* Arbeitsanweisungen
- A) Zähle alle geografischen Eigennamen von Ländern, Regionen und Städten auf, die im Lesetext vorkommen.
- B) Schreibe aus dem Lesetext den Abschnitt ab, der bei den Worten mit „Vielleicht ist es“ beginnt und nach „Abbild der Durchschnittsgesellschaft.“ endet.
======== Lesetext
Ein großes Rätsel – nicht nur in Burjatien, sondern in Russland generell – sind für mich die unzähligen Arbeitsplätze, die im Grunde aus Nichtstun bestehen. Die Menschen sitzen oder stehen herum und passen auf irgendetwas auf oder vollführen alle dreißig Minuten zwei Handbewegungen. Den Rest der Zeit schauen sie mit ausdruckslosem Gesicht vor sich hin oder auf den Fernseher oder sprechen mit dem Kollegen, der auf ganz ähnliche Weise nichts tut. Was geht in den Menschen vor? Haben sie irgendeine Meinung zu ihrer Arbeit? Ist das nicht unwürdig? So darf man doch einen Menschen nicht beschäftigen, indem man ihn zwingt, seine Lebenszeit sinnlos abzusitzen! Aber es scheint niemanden zu stören, ja, niemand scheint es zu bemerken. Vielleicht vollziehen sich in Wirklichkeit in der asiatischen Seele geheimnisvolle meditative Prozesse, die mir als oberflächlichem Europäer unzugänglich sind und nur wie Herumsitzen scheinen. Ein deutscher Arbeitgeber würde wahrscheinlich die drei Vollzeit-Arbeitsplätze im Foyer meines Institutes auf eine Viertelstelle zusammenstreichen und gleichzeitig noch das morgendliche Treppenwischen in diese mit hineinpacken. Wäre das besser? Krankt nicht die deutsche Gesellschaft an zu viel Stress in vielen Berufen, an irrsinnigem Tempo, an seelenloser Hektik, und Millionen Leute sind arbeitslos? Arbeitslosigkeit gibt es in Russland praktisch nicht. Jeder kann arbeiten. Zum Beispiel (zusammen mit zwei bis drei Kollegen) im Foyer des Heimatkundemuseums darauf achten, dass niemand mit Tasche die Räume betritt. Als Teil des Teams, dass die Wächter im Einkaufszentrum überwacht, oder als Mitglied der Mannschaft, die die Fahrkartenverkäuferinnen in der Straßenbahn kontrolliert. 40-Stunden-Woche, Gehalt wahrscheinlich umgerechnet 90 Euro monatlich. Einer der acht anderen Großfamilienmitglieder hat einen halbwegs gut bezahlten Job bei einer Bank, zusammen reicht das dann irgendwie. Zumal der Posten „Miete“ entfällt, da die Wohnung natürlich geerbt wurde.
Vielleicht ist es etwas übertrieben, aber so ungefähr stelle ich mir das vor. Es ist schwer, in die Menschen hineinzuschauen. Das akademische Umfeld, in dem ich mich bewege, ist kein Abbild der Durchschnittsgesellschaft.
Manchmal höre ich von der einen oder anderen älteren Kollegin eine gut gemeinte Anspielung auf mein Nicht-Verheiratetsein. Der erste Deutsche, der vor über 10 Jahren hier arbeitete, hat sich eine Studentin zur Frau genommen. Meine Vorgängerin hat einen russischen Mann und zwei Kinder. Dann wäre es doch ganz im Sinne der Tradition, wenn ich nicht auch hier heirate? Viele Burjatinnen sind zweifellos hübsch, aber auch seltsam träge, schüchtern oder phlegmatisch-verschlossen, da nützt auch die Schönheit nichts. Eine interessante Ausnahme bildet meine burjatische Bekannte Mascha. Die kleine, drahtige Geigerin wohnt in Moskau, fährt dort jeden Tag mit zehntausenden von hektischen Hauptstädtern in der U-Bahn von einem Ende der Stadt zum anderen (wobei sie ihre Energie loswird, wie sie sagt) und denkt gar nicht daran, nach Ulan-Ude zurückzukehren. Wahrscheinlich kann sie mit dem Phlegma ihrer Landsleute nichts anfangen – Langsamkeit zu entdecken ist eben nicht jedermanns Sache.
================
======== Quelldaten
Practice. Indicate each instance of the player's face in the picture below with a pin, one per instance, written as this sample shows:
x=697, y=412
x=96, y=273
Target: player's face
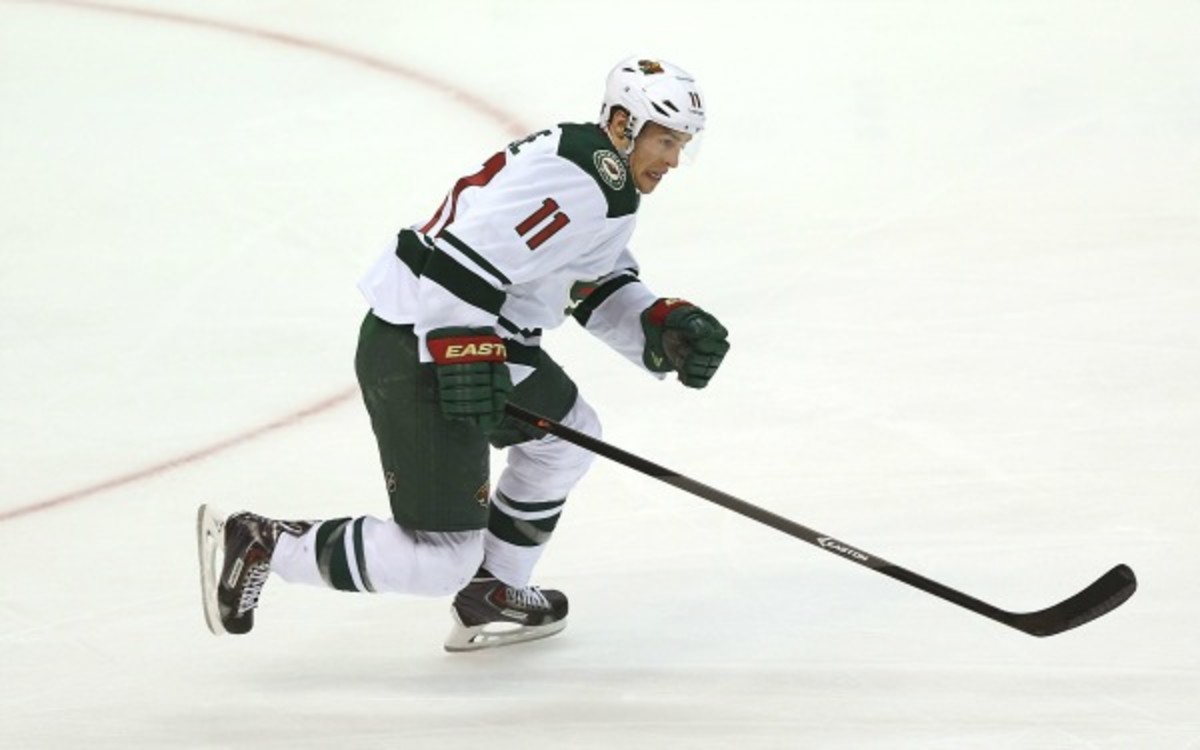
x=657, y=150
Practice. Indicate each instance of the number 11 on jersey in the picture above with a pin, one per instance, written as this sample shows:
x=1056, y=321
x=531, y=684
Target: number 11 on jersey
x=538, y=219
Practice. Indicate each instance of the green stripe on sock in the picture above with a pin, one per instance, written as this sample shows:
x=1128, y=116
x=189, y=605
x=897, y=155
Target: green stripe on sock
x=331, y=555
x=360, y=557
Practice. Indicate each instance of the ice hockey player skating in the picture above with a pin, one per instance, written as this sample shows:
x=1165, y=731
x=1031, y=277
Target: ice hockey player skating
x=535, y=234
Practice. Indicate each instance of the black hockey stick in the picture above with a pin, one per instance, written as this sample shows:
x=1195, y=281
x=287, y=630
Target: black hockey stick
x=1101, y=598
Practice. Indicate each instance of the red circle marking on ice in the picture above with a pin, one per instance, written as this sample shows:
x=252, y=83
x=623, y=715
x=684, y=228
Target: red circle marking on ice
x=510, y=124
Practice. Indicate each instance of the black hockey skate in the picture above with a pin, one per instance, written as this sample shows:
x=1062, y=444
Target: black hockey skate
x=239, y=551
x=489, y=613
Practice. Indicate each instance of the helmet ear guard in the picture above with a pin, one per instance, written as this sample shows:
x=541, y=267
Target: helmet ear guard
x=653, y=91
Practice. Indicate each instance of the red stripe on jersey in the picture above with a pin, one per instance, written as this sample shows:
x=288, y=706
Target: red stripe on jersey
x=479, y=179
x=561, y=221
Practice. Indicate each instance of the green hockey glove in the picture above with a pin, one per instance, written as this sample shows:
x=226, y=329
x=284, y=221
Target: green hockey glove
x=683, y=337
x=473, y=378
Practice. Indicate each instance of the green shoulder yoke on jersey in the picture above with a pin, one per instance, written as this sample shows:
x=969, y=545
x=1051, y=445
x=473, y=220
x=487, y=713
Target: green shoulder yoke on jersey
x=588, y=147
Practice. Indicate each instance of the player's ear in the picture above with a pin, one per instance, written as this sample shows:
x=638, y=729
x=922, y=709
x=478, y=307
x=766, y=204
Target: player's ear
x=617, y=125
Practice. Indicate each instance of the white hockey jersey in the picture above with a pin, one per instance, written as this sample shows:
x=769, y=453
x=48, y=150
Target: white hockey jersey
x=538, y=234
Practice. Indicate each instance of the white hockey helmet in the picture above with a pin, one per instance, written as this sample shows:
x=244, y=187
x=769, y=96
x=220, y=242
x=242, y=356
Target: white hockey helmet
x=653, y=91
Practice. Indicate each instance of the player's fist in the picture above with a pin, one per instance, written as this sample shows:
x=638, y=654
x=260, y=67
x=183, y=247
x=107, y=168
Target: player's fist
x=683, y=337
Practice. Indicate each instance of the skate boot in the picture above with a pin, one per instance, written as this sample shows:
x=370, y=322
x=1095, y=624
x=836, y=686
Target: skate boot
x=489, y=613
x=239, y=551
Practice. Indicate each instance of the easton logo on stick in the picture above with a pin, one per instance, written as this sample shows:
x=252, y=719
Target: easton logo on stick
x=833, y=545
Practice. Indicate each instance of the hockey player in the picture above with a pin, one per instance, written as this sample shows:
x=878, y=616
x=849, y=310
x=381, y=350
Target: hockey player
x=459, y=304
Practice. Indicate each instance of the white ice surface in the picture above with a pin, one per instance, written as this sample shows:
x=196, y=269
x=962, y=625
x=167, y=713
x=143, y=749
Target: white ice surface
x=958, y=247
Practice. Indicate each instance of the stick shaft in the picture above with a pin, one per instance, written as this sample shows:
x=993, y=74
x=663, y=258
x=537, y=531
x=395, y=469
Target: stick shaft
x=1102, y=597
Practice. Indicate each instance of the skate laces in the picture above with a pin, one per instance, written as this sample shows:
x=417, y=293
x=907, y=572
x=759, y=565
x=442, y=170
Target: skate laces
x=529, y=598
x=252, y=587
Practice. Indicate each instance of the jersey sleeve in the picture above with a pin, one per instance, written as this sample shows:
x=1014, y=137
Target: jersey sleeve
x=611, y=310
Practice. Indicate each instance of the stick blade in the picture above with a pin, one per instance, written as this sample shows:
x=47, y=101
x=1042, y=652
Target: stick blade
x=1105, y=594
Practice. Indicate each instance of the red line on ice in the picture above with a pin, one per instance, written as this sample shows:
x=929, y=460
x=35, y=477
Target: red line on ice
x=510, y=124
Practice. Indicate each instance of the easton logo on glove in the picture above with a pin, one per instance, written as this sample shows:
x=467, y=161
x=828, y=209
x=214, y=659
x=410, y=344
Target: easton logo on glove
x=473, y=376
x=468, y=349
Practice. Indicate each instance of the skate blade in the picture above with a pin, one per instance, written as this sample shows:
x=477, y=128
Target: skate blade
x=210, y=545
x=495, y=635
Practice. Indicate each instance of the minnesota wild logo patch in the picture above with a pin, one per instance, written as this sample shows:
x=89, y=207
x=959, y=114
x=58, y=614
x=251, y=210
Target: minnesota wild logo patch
================
* Lösungen
- A) Burjatien, Russland, Moskau, Ulan-Ude

- B)
Vielleicht ist es etwas übertrieben, aber so ungefähr stelle ich mir das vor. Es ist schwer, in die Menschen hineinzuschauen. Das akademische Umfeld, in dem ich mich bewege, ist kein Abbild der Durchschnittsgesellschaft.